> _Written task_
Please print exactly the lines running from the one that contains "Could you please drop a point on the black long-sleeve" to the end of the data, with both lines included.

> _Available records_
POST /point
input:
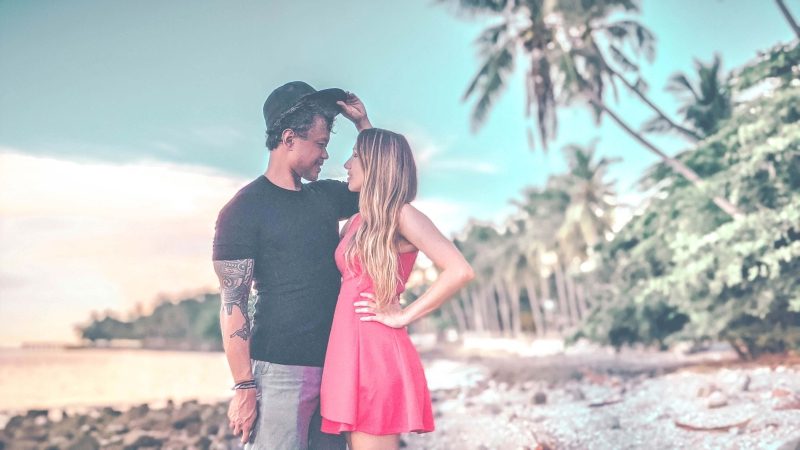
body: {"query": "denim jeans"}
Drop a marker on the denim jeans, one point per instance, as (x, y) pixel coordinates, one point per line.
(288, 409)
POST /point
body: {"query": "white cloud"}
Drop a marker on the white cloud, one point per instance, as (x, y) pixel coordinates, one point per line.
(76, 237)
(431, 156)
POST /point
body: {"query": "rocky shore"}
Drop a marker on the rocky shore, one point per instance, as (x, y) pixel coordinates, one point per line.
(190, 425)
(598, 401)
(620, 403)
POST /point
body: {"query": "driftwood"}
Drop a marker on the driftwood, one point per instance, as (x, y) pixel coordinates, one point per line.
(690, 427)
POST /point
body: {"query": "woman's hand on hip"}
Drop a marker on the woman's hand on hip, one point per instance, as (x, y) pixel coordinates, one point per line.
(392, 315)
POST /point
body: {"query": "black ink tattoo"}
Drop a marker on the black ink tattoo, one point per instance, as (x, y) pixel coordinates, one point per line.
(235, 278)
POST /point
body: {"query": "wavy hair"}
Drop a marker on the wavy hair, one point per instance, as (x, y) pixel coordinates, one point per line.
(390, 181)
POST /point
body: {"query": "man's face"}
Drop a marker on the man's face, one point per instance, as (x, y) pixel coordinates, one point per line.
(355, 172)
(310, 153)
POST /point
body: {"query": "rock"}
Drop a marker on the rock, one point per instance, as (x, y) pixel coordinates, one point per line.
(136, 440)
(203, 443)
(717, 400)
(577, 394)
(186, 418)
(34, 413)
(117, 428)
(705, 391)
(109, 412)
(85, 442)
(494, 409)
(744, 383)
(138, 412)
(87, 428)
(793, 444)
(13, 424)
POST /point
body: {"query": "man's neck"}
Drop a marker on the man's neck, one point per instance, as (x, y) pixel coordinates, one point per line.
(282, 175)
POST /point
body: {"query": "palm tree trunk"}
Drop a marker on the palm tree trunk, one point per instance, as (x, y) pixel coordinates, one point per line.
(573, 298)
(562, 295)
(582, 299)
(788, 15)
(458, 313)
(503, 303)
(516, 310)
(544, 283)
(490, 296)
(477, 310)
(676, 165)
(535, 303)
(511, 294)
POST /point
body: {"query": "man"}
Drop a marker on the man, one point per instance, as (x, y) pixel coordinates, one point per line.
(280, 234)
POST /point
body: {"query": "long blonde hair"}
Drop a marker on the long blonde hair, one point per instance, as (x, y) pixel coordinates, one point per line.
(390, 181)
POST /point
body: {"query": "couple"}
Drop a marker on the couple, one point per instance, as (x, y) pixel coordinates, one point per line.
(282, 236)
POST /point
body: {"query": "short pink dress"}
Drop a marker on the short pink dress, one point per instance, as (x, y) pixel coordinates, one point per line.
(373, 380)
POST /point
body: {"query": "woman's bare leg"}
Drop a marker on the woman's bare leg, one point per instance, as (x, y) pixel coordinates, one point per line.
(363, 441)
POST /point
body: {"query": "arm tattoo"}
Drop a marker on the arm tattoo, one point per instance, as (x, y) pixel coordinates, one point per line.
(235, 278)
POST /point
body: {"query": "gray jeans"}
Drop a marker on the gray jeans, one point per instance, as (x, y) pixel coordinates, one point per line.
(288, 409)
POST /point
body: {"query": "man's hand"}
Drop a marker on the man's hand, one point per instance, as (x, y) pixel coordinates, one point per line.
(242, 413)
(392, 315)
(355, 111)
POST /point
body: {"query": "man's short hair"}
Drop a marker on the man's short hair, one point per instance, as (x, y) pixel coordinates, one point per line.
(300, 120)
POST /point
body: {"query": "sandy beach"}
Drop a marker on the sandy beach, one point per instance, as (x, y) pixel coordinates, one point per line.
(586, 399)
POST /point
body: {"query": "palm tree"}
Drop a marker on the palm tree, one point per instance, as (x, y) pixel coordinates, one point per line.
(589, 218)
(788, 15)
(563, 58)
(706, 102)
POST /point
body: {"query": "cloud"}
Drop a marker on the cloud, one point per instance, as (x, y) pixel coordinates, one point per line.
(432, 157)
(76, 237)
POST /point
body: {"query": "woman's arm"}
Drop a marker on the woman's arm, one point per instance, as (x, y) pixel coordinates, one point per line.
(455, 273)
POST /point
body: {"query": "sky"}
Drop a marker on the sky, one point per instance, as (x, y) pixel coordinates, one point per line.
(125, 126)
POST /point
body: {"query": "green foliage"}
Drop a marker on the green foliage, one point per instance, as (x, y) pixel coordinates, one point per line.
(735, 280)
(192, 323)
(781, 62)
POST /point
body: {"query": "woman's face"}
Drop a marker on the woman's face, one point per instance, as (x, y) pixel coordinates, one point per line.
(355, 172)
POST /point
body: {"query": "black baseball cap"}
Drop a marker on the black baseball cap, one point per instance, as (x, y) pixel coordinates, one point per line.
(286, 98)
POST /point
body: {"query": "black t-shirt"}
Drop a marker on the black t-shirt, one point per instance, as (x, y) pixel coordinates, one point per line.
(291, 236)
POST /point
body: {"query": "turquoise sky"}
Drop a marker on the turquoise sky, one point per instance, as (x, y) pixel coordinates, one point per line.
(184, 81)
(103, 85)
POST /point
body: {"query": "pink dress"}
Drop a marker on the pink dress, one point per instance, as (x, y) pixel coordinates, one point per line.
(373, 380)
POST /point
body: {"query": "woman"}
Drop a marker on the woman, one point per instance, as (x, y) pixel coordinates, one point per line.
(373, 384)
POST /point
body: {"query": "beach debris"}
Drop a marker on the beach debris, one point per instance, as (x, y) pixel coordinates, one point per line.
(606, 402)
(727, 427)
(717, 400)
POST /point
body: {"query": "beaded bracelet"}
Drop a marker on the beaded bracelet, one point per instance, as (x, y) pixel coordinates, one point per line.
(249, 384)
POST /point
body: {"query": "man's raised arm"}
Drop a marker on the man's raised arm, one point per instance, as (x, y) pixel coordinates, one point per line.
(235, 279)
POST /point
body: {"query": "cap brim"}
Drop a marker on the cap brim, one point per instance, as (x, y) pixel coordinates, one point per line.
(327, 97)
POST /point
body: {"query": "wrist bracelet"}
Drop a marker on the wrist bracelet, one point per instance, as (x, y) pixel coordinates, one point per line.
(249, 384)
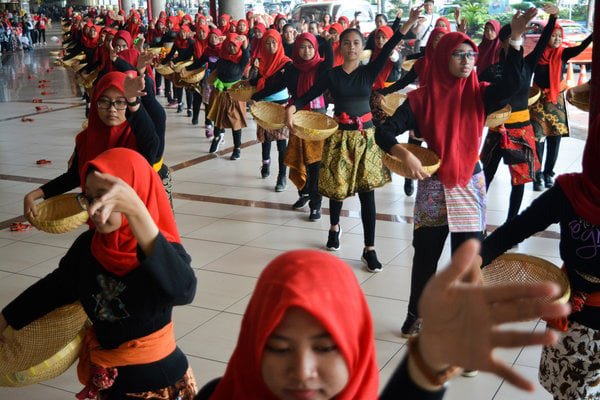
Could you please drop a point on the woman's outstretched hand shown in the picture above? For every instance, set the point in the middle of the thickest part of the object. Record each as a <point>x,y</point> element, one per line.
<point>461,317</point>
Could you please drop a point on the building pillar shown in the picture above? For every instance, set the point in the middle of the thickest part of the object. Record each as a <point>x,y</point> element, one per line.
<point>235,8</point>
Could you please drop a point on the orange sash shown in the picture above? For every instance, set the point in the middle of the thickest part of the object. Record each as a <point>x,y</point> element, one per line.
<point>147,349</point>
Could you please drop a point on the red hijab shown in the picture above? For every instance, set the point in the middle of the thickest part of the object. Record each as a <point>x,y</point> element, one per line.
<point>308,69</point>
<point>214,51</point>
<point>98,137</point>
<point>182,43</point>
<point>225,54</point>
<point>199,43</point>
<point>422,64</point>
<point>385,72</point>
<point>451,114</point>
<point>325,287</point>
<point>583,189</point>
<point>271,63</point>
<point>256,44</point>
<point>338,58</point>
<point>446,22</point>
<point>489,50</point>
<point>224,28</point>
<point>117,251</point>
<point>553,58</point>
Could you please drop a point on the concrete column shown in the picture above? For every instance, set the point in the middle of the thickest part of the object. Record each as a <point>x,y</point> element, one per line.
<point>157,7</point>
<point>235,8</point>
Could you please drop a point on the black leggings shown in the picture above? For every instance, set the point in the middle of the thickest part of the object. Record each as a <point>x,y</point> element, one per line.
<point>367,215</point>
<point>553,144</point>
<point>428,242</point>
<point>281,147</point>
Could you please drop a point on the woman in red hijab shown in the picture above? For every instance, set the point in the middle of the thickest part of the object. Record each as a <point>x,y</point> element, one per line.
<point>449,114</point>
<point>307,333</point>
<point>128,272</point>
<point>118,118</point>
<point>420,71</point>
<point>549,114</point>
<point>335,30</point>
<point>273,61</point>
<point>489,48</point>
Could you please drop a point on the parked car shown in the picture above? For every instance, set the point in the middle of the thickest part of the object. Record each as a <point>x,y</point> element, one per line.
<point>573,33</point>
<point>337,9</point>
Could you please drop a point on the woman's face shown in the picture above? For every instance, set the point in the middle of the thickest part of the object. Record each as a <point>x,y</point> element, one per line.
<point>301,360</point>
<point>271,45</point>
<point>352,46</point>
<point>461,61</point>
<point>112,114</point>
<point>489,32</point>
<point>120,45</point>
<point>306,50</point>
<point>94,189</point>
<point>556,39</point>
<point>380,40</point>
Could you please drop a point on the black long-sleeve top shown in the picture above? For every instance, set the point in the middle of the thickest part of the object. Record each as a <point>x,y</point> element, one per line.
<point>121,308</point>
<point>351,92</point>
<point>493,73</point>
<point>495,96</point>
<point>579,244</point>
<point>542,72</point>
<point>228,71</point>
<point>288,77</point>
<point>148,124</point>
<point>182,54</point>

> _Answer to this problem_
Could you please drop a point on the black long-sleeve top shown in the picture above? For every instance, set the point in the middle of the thickest part of the object. Record each as a <point>x,y</point> element, one per line.
<point>121,308</point>
<point>351,92</point>
<point>493,73</point>
<point>495,96</point>
<point>579,244</point>
<point>542,72</point>
<point>228,71</point>
<point>288,77</point>
<point>148,124</point>
<point>182,54</point>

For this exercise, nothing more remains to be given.